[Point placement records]
(begin)
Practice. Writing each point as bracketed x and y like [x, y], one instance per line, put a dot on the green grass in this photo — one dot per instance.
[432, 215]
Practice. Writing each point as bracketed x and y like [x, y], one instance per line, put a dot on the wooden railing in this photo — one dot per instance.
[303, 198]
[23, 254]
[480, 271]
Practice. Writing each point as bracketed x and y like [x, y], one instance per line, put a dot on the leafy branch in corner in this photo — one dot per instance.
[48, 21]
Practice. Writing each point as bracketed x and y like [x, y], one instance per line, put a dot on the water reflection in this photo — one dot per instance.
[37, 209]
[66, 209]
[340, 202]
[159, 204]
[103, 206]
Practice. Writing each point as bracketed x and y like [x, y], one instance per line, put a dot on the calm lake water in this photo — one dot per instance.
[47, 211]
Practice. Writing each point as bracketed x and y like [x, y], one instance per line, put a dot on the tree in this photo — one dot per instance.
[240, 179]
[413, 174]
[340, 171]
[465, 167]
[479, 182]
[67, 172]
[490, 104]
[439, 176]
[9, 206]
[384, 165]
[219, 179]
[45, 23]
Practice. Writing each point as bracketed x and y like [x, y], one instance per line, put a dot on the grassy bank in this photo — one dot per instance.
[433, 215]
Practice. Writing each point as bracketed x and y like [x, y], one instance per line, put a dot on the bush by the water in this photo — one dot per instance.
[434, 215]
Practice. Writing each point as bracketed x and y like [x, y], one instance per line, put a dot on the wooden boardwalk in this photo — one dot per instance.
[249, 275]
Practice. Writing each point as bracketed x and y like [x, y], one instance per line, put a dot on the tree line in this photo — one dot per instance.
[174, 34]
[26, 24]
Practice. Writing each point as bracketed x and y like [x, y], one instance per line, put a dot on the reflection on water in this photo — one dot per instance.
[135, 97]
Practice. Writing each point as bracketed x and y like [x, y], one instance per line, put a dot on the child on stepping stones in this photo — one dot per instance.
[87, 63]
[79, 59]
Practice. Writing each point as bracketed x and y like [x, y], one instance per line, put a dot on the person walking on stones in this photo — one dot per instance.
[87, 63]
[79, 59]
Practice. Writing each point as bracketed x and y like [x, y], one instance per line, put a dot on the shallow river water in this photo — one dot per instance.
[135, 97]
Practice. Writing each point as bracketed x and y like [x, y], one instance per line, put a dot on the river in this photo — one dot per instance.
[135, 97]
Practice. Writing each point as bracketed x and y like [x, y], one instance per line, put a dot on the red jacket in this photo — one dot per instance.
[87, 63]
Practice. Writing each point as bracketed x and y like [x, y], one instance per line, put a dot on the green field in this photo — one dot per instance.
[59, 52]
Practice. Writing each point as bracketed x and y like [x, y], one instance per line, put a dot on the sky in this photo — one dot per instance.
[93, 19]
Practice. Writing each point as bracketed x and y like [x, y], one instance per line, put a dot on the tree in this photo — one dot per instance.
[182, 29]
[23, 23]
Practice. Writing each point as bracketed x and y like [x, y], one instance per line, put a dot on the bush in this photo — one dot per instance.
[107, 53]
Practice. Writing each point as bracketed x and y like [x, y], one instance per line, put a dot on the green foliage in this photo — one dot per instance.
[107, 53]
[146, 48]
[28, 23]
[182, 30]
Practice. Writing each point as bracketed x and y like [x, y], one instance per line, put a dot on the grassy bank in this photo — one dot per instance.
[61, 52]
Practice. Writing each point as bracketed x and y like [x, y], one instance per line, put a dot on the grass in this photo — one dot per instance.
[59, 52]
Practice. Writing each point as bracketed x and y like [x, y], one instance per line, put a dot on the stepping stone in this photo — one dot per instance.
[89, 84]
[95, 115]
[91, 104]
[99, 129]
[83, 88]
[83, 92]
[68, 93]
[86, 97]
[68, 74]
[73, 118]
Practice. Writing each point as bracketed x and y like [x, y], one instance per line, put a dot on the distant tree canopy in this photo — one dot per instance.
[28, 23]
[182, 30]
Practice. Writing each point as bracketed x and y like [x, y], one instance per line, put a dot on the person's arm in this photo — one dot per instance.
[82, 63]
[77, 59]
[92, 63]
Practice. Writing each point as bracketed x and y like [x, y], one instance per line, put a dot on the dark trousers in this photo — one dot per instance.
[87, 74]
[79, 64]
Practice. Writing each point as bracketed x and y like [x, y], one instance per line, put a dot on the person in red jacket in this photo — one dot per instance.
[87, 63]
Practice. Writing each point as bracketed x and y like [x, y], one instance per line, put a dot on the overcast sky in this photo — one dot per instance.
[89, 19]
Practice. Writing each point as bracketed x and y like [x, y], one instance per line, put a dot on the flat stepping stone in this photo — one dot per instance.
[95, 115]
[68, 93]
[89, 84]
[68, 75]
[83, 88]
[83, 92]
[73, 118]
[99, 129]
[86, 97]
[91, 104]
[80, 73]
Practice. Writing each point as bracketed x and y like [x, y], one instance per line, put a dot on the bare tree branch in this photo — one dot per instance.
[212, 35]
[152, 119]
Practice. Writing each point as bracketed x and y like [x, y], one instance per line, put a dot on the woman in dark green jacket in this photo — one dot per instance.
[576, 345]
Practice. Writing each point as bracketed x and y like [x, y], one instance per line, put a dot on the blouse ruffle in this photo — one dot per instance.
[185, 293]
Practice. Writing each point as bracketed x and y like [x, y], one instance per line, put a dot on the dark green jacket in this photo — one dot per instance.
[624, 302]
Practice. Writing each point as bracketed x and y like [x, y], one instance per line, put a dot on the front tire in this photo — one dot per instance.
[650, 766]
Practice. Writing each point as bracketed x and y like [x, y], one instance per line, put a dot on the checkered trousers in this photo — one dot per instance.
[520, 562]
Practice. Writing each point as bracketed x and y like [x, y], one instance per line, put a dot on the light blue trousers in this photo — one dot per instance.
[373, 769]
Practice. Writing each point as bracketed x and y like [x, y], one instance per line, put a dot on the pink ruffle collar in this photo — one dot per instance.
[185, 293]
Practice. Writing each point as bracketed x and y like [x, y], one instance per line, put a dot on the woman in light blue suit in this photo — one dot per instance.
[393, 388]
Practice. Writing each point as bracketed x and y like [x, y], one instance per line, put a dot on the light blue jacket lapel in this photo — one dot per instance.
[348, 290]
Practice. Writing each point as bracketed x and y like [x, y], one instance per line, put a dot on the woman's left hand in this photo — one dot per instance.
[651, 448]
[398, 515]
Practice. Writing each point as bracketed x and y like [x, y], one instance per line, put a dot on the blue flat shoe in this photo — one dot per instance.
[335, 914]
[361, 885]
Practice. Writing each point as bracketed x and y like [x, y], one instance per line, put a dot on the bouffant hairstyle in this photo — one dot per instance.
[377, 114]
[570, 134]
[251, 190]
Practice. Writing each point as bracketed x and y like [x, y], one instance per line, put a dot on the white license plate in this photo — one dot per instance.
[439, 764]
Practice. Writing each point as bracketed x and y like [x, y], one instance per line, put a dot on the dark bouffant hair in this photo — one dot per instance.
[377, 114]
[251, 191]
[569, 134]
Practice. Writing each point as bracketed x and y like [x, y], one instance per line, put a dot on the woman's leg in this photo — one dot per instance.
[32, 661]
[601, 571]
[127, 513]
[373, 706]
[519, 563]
(end)
*Task to complete*: Exactly reproduce every line of the records.

*Task answer*:
Practice. Writing each point as bracketed x and y like [x, y], one instance per line, put a dot on the green grass in this photo — one dot per instance.
[432, 215]
Practice. Writing each point as bracketed x and y like [x, y], one instance per line, put a dot on the wooden railing in this photo — one dot per instance.
[303, 198]
[23, 254]
[480, 271]
Practice. Writing each point as bracketed x and y like [x, y], one instance per line, put a dot on the leafy branch in corner in this photo — one dot per instance.
[48, 21]
Practice. Writing each point as bracketed x and y like [x, y], one instance per line, put a dot on the water reflection in this photo — one dot per instance.
[37, 209]
[66, 209]
[340, 202]
[159, 204]
[103, 206]
Practice. Writing each point as bracketed x and y like [x, y], one instance per line, put a dot on the calm lake water in this photo — one dot per instance.
[47, 211]
Practice. Writing each point as bracketed x and y like [x, y], one instance per line, put a dot on the tree in this photo — one dot per instance.
[240, 179]
[413, 174]
[340, 171]
[465, 167]
[479, 182]
[67, 172]
[490, 104]
[439, 176]
[9, 206]
[384, 165]
[219, 179]
[45, 23]
Practice. Writing each point as bracketed x and y like [x, y], one instance per line, put a dot on the grassy bank in this photo — one dot per instance.
[433, 215]
Practice. Writing each point as bracketed x and y like [x, y], one instance per line, put a dot on the bush by the water in this photo — one dot per instance.
[434, 215]
Practice. Writing each point as bracketed x and y like [x, y], one instance per line, put a dot on the wooden boardwalk in this photo — one dot per instance.
[249, 275]
Practice. Writing each point as bracketed x and y like [x, y], one instance per line, put a dot on the tree line in this photo — one dot per instance.
[174, 34]
[26, 24]
Practice. Writing each point as bracketed x and y like [x, y], one instance per line, put a dot on the reflection on water in this photo — one dot per instance.
[135, 97]
Practice. Writing each point as bracketed x and y like [x, y], one instance per line, put a dot on the child on stepping stones in this photo — one dot per instance.
[87, 63]
[79, 59]
Practice. Writing each point as bracketed x and y like [x, y], one instance per line, put a dot on the person walking on stones in this photo — one dot per instance.
[87, 63]
[79, 59]
Practice. Writing each point as bracketed x and y like [x, y], one instance per line, put a dot on the shallow river water in this photo — one dot per instance.
[135, 97]
Practice. Writing each point as bracketed x and y like [x, y], one instance per line, put a dot on the river in this photo — one dot per instance.
[135, 97]
Practice. Writing each point as bracketed x and y like [x, y], one instance per line, put a dot on the red jacket in this photo — one dot per instance.
[87, 63]
Practice. Writing each point as bracketed x and y like [x, y], one instance per line, put a dot on the green field in this photo — one dot per instance.
[59, 52]
Practice. Writing each point as bracketed x and y like [x, y], one instance per line, put a dot on the sky in this photo — one dot per instance.
[93, 19]
Practice. Writing each point as bracketed x and y like [x, y], one instance per line, put a dot on the tree in this photo — one dot per instance.
[182, 29]
[23, 23]
Practice. Writing each point as bracketed x and y like [x, y], one instance per line, put a dot on the bush in this photo — one dot per instance.
[107, 53]
Practice. Writing each point as bracketed x and y like [x, y], one instance per line, put a dot on the green foliage in this photo — one dot per instance.
[107, 53]
[146, 48]
[28, 23]
[182, 30]
Practice. Writing each point as bracketed x and y like [x, y], one instance per line, put a dot on the grassy bank in this photo — one dot per instance.
[61, 52]
Practice. Writing each point as bracketed x and y like [x, y], one instance per line, put a dot on the grass in this photo — one dot per instance.
[59, 52]
Practice. Writing each point as bracketed x and y like [x, y], one instance per line, put a dot on the stepping stone in this photo — one dot per instance.
[89, 84]
[95, 115]
[91, 104]
[99, 129]
[83, 88]
[83, 92]
[68, 93]
[86, 97]
[68, 74]
[73, 118]
Practice. Writing each point as bracketed x and y like [x, y], one instance per line, put a dot on the distant tree canopy in this photo — one dot per instance.
[28, 23]
[182, 30]
Practice. Writing each point as bracketed x and y like [x, y], one instance per line, put a dot on the person's arm in this photo — one dot per instance.
[82, 63]
[77, 59]
[92, 63]
Practice. Writing each point as bracketed x and y like [x, y], one instance per line, put a dot on the dark trousers in this photo — one dot per instance.
[87, 74]
[79, 64]
Practice. Writing each point as bracketed x and y like [x, y], one instance per line, put a dot on the person in red jacket in this photo — one dot per instance.
[87, 63]
Practice. Writing each point as bracketed x and y like [x, y], one instance per line, put a dot on the overcast sky in this photo — one dot per instance.
[89, 19]
Practice. Writing each point as bracketed x and y like [x, y], one instance per line, put a dot on the flat stepping stone in this photo — one dot per instance.
[95, 115]
[68, 93]
[89, 84]
[68, 75]
[83, 88]
[83, 92]
[73, 118]
[99, 129]
[86, 97]
[91, 104]
[80, 73]
Practice. Writing each point as bracketed x and y like [x, y], one instance per line, put a dot on the bare tree branch in this photo — one dot per instance.
[212, 35]
[152, 119]
Practice. Writing each point as bracketed x and y like [x, y], one instance per line, put a dot on the woman in dark green jacket in this photo — one dot per instance.
[576, 345]
Practice. Writing each point as bracketed x and y like [x, y], one instance per line, put a dot on the blouse ruffle in this photo — one dot per instance.
[185, 293]
Practice. Writing each point as bracketed x and y like [x, y], one instance per line, put a dot on the dark green jacket in this photo — one dot per instance.
[624, 302]
Practice. Writing each point as bracketed x and y like [x, y], one instance per line, put a dot on the front tire in this photo — one dot per instance.
[650, 766]
Practice. Writing each point as bracketed x and y like [x, y], one instance per line, put a dot on the checkered trousers in this photo — one dot per instance.
[520, 562]
Practice. Writing each point as bracketed x and y like [x, y], one instance per line, put a dot on the light blue trousers in this photo — one dot per instance.
[373, 769]
Practice. Writing each point as bracketed x and y like [x, y], one instance per line, put a dot on the pink ruffle collar in this photo — one dot per instance.
[185, 293]
Practice. Writing each point as bracketed x and y like [x, y], one instance per line, put a dot on the woman in light blue suit in this photo — one dot per instance.
[393, 388]
Practice. Writing each point as bracketed x and y like [x, y], one instance per line, put a dot on the light blue jacket lapel in this photo — one dot per instance.
[348, 290]
Practice. Writing each point as bracketed x and y like [x, y], one instance per line, put a dot on the woman's left hand in this photo — one dot per instance.
[651, 448]
[398, 515]
Practice. Writing each point as bracketed x and y like [x, y], one instance per line, put a dot on the blue flat shoe in this photo — one dot per instance.
[335, 914]
[361, 885]
Practice. Writing each point as bracketed x and y like [x, y], one instance per line, put a dot on the bouffant hairstyle in this photo — one dot per instance.
[377, 114]
[570, 134]
[251, 190]
Practice. Writing each point as bracketed x and y like [x, y], one instance per line, put a dot on the white license plate in this photo — one dot per instance.
[439, 764]
Practice. Writing each point as bracketed x and y like [x, y], one instance per line, put a dot on the dark bouffant hair in this photo — one dot per instance.
[377, 114]
[251, 191]
[569, 134]
Practice. Writing each point as bracketed x and y like [x, y], one instance per line, put a dot on the woman's leg in this photo — one dot per instance.
[32, 661]
[601, 571]
[127, 513]
[373, 706]
[519, 563]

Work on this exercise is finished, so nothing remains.